## WHAT THIS TASK INVOLVES
Transcribe the full listing exactly, and drop every picture.

## THE RECORDS
+---+
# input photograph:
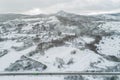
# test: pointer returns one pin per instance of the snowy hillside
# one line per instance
(60, 42)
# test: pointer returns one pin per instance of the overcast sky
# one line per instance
(52, 6)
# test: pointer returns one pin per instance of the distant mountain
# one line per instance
(10, 16)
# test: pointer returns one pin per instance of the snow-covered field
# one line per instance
(59, 43)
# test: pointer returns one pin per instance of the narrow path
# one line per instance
(11, 57)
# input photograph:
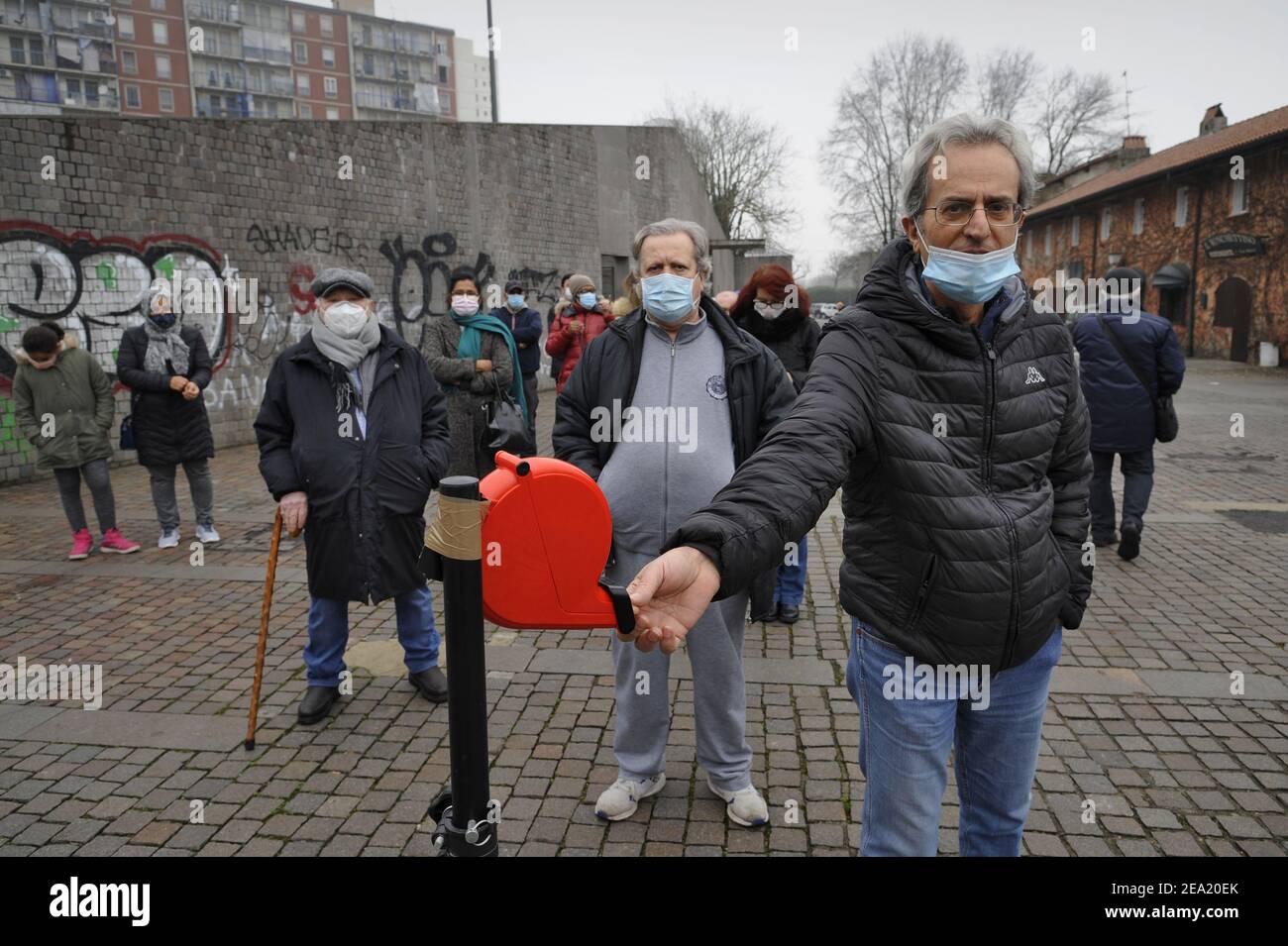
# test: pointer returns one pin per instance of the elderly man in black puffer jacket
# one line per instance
(949, 408)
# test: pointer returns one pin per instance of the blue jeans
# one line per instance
(1137, 484)
(790, 583)
(329, 633)
(905, 744)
+---+
## SOLUTION TO THIS EXERCISE
# input photograph:
# test: pointer returns one pin per instance of the snowy hillside
# one line per instance
(60, 42)
# test: pointer returns one pin per instance of the overcast sky
# one line per instance
(52, 6)
# test: pointer returns one pin per instance of the distant mountain
# one line per instance
(10, 16)
# test: pointer returns one pin per instance of the snow-covered field
# one line per instance
(59, 43)
# test: pointer returns one pin per instance of the narrow path
# one line per instance
(11, 57)
# input photograph:
# test: pointer returns one pin per instance of the elderly man in black puffer jacket
# one line per instance
(949, 408)
# test: pointer returns one pin per instance of the blue jeans
# one line per instance
(1137, 484)
(790, 583)
(329, 633)
(905, 744)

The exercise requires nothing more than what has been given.